▸ WHAT TO DO
State how many lines in the entries below contain the string "tank", with case counting. Reply with the number alone.

▸ SUPPLIED INFORMATION
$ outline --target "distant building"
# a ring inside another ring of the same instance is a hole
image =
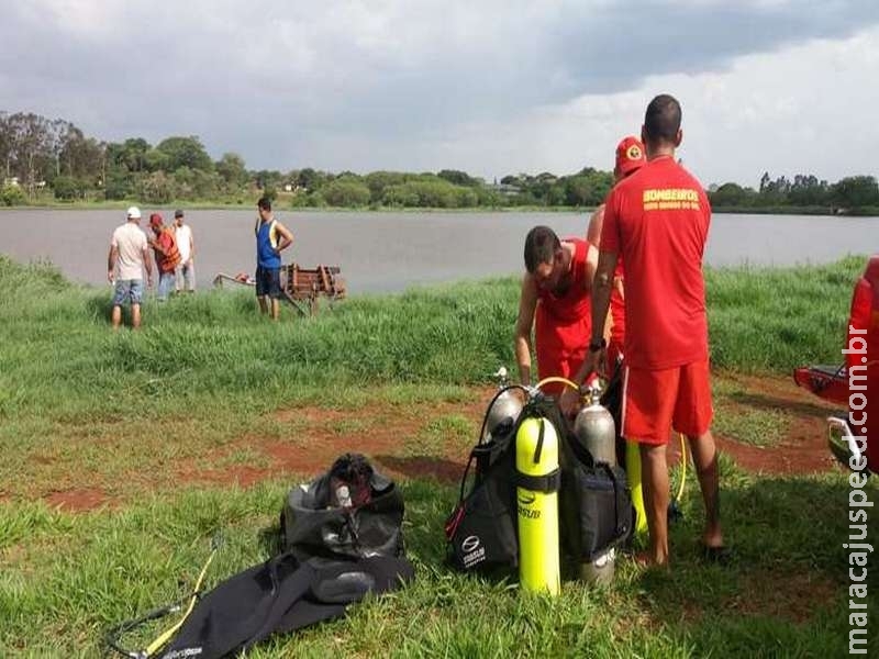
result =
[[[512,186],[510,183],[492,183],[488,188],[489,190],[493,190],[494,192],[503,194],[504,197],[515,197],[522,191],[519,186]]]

---

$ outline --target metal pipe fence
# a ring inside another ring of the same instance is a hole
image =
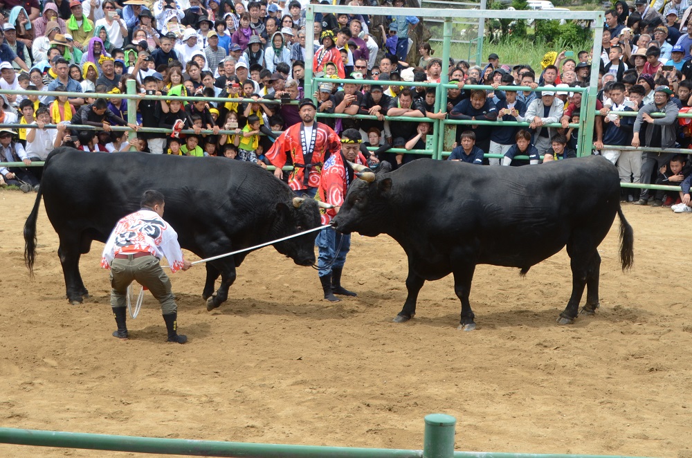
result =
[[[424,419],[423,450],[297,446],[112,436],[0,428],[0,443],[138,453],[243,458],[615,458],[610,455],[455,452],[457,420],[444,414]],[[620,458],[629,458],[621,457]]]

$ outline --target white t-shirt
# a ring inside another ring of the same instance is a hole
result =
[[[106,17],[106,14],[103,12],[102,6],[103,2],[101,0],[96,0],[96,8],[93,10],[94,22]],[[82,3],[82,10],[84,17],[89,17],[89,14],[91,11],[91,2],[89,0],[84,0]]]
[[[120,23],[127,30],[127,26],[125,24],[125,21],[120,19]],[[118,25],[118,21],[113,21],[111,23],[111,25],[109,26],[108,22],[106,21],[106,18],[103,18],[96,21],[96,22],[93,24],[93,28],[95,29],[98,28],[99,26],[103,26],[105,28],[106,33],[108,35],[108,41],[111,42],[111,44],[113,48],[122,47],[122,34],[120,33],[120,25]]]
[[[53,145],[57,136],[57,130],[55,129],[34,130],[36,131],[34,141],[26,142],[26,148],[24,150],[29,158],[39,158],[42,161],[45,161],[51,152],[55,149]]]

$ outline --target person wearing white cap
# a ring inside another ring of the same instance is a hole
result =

==

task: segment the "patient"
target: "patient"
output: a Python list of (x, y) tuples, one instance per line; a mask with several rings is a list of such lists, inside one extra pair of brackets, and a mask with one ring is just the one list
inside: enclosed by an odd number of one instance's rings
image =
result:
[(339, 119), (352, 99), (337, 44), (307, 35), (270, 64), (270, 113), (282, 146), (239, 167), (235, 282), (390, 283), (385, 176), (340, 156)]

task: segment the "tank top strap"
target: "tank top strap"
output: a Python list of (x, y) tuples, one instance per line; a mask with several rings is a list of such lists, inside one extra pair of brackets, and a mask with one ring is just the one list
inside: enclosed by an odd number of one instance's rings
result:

▸ SOLUTION TO THE EXERCISE
2